It is planned to hold the final reading of the budget on March 8 and it would come into force on April 1, said the budget committee chairman Janis Reirs (New Unity) earlier.
Compared to the 2022 budget, in 2023 revenue is expected to grow by EUR 2.025 billion and expenditure - by EUR 2.233 billion.
The Finance Ministry explains increase of revenue and expenditure with the geopolitical situation in the region and the government's resolution to support Latvian residents in the situation of growing energy prices, as well as the planned to support to Ukraine in its fight against Russian aggression.
Finance Minister Arvils Aseradens (New Unity) said at the government meeting earlier that next year's budget has the biggest expenditure in Latvia's history.
The consolidated government budget deficit is projected at EUR 1.95 billion or 4.6 percent of the gross domestic product (GDP).
Revenue to the basic budget is planned at EUR 8.796 billion and expenditure - at EUR 10.861 billion, growing by EUR 1.564 billion or 16.8 percent from 2022.
Revenue to the government special social insurance budget are planned at EUR 4.197 billion and expenditure at EUR 4.083 billion, up EUR 697.9 million or 20.6 percent against 2022.
The government has resolved to implement the fiscal policy principles stated by the Fiscal Discipline Law and priority development directions stated in the medium-term budget policy - security, education, energy, competitiveness, the quality of life, public health.
Priority direction Security in the medium term will receive funding worth more than EUR 1.1 billion, meanwhile, more than EUR 170 million will be allocated for Education direction.

*Work to be completed*: Carry on the passage about Latvia's 2023 budget, picking up right after its final sentence.

Named object pointing entries
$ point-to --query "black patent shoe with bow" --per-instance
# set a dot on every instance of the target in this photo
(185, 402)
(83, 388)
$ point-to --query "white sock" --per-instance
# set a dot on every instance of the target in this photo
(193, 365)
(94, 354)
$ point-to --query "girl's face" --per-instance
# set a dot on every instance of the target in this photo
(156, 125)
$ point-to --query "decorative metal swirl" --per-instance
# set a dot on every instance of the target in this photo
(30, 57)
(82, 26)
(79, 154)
---
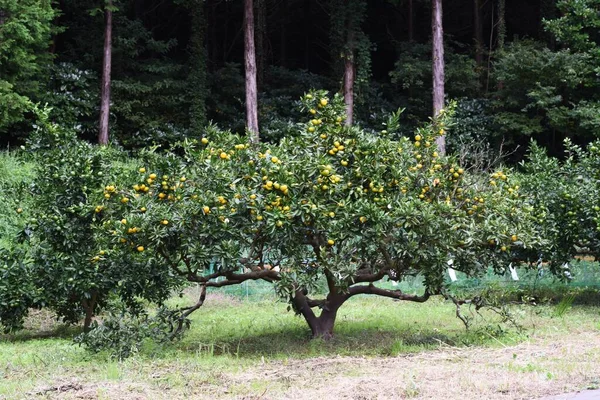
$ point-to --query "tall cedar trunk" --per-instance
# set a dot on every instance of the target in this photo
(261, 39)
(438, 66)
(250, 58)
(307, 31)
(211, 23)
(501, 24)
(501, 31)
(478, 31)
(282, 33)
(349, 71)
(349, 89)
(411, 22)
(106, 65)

*Exercise response*:
Quite a small funding or EUR 5 million will be allocated for Energy direction - this direction is mostly funded from the EU funds and the Recovery of Resilience Facility, and a considerable part if this development is also covered by dividends from Latvenergo.
Competitiveness direction is related with improvements in many areas - financial sector policy, fiscal policy, municipal financial system, tax policy, public administration and investments, business and investment environment, housing, human capital and employment, transport, agriculture, forestry and fishery, regional development policy, communication technologies development, data security and data economic development. EUR 367 million have been allocated for this direction.
Additional funding worth EUR 600 million is allocated for the direction of the quality of life, human and public health. The bulk of it will be invested in the health care sector, followed by public administration capacity and increase of minimum income.
According to the latest macroeconomic indicators, the general government budget deficit is projected at 4.2 percent of GDP in 2023, 2.3 percent in 2024 and 2 percent in 2025.
GDP is expected to drop 0.6 percent in 2023, while in 2024 and 2025 it is expected to rise 3 percent. Inflation forecast for 2023 is 8.5 percent, and in the following years it will stabilize to 2 percent in 2025.